- _TEXT BLOCK_

>> START

[ensembl-dev] Memory leaks (cyclic references)

Kim Brugger kim.brugger at easih.ac.uk
Fri Sep 17 12:45:27 BST 2010


Hi Graham

Thanks, that did the trick. I will now remove all my own weaken calls.

Cheers,

Kim

On 17/09/10 12:24, Graham Ritchie wrote:
> Hi Kim,
>
> We found a similar issue running the SNP effect predictor internally on large datasets. We fixed this with a call to weaken the (circular) reference a TranscriptVariation has to its corresponding VariationFeature. This fix is in release 59 of the API. Is this the version you are using (you should see a call to weaken in VariationFeature.pm if so)? If not please can you try updating to the latest version to see if this fixes your problem, and if the issue still remains let us know.

>> END

- _DATASET ROWS_
>> START

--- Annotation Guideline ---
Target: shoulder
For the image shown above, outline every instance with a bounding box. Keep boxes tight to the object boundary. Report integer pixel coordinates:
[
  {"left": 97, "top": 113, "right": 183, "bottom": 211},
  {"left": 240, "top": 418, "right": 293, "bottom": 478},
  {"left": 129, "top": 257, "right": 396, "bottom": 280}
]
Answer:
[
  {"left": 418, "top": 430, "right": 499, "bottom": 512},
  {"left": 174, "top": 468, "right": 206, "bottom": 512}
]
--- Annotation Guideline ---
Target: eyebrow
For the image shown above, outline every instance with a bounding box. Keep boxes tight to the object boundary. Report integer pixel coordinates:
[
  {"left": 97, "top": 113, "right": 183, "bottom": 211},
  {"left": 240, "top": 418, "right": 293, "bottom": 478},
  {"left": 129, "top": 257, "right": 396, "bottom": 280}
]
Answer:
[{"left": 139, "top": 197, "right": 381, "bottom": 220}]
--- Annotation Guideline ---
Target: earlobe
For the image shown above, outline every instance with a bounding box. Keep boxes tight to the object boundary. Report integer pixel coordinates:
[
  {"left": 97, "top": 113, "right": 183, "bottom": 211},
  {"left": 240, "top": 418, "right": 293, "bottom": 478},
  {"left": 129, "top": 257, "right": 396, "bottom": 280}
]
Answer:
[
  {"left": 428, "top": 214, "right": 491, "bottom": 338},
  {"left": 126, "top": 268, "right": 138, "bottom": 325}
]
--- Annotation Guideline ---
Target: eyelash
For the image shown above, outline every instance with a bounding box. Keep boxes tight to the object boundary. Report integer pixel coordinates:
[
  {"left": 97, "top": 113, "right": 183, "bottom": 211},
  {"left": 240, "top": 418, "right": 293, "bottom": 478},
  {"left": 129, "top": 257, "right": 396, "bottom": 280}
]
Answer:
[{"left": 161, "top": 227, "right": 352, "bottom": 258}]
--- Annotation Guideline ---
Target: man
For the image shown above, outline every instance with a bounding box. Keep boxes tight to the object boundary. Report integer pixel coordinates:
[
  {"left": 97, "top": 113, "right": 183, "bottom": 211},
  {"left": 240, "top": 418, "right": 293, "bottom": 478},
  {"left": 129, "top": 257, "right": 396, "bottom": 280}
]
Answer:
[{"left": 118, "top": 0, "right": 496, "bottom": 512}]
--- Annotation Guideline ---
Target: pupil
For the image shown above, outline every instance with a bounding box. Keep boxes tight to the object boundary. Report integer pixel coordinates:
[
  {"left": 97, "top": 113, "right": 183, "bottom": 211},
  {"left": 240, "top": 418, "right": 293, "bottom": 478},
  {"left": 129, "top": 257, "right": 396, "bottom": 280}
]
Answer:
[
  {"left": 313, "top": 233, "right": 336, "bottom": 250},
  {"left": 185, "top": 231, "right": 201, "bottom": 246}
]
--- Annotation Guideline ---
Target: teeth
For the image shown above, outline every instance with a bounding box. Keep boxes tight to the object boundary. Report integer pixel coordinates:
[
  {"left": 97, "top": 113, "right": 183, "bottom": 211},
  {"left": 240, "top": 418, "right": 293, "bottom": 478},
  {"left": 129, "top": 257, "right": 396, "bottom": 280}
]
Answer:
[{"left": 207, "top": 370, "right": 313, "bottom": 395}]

>> END

- _PROBLEM 1_
Say whether each statement agrees with the memory leaks thread, answering yes or no and quoting the deciding words: (a) The fix weakens the reference a TranscriptVariation holds to its VariationFeature. (b) The fix first appeared in release 58 of the API. (c) Kim intends to add more weaken calls of Kim's own.
- _PROBLEM 2_
Carry on the memory leaks thread from the point where it stops.
The records come from another source than the memory leaks thread.

- _OUTPUT 1_
(a) Yes: "We fixed this with a call to weaken the (circular) reference a TranscriptVariation has to its corresponding VariationFeature."
(b) No: "This fix is in release 59 of the API."
(c) No: "I will now remove all my own weaken calls."

- _OUTPUT 2_
>
> Cheers,
>
> Graham
>
>
> On 17 Sep 2010, at 12:08, Kim Brugger wrote:
>
>    
>> Hi
>>
>> I have a some data sets with ~40,000 SNPs that I am analysing this with a modified version of the snp_effect_predictor.pl script. Oddly enough the scripts never manage to finish due to excessive memory usage (+12GB ram). After cutting down the script to its minimum it is now clear that the ensembl code suffers from memory leaks and I suspect this is due to cyclic references.
>>
>> My primary way of doing this has been by using Devel::Leak. This tells you the number of objects in the scalar table. In a perfect world the number of entries in this table should be constant as the variables are being garbage collected. This is not the case with the objects originating from the ensembl code. Looking at some of these objects with Devel::Cycle shows that the slice objects contains ~40 cyclic references, and TranscriptVariation upto +6000 cyclic references.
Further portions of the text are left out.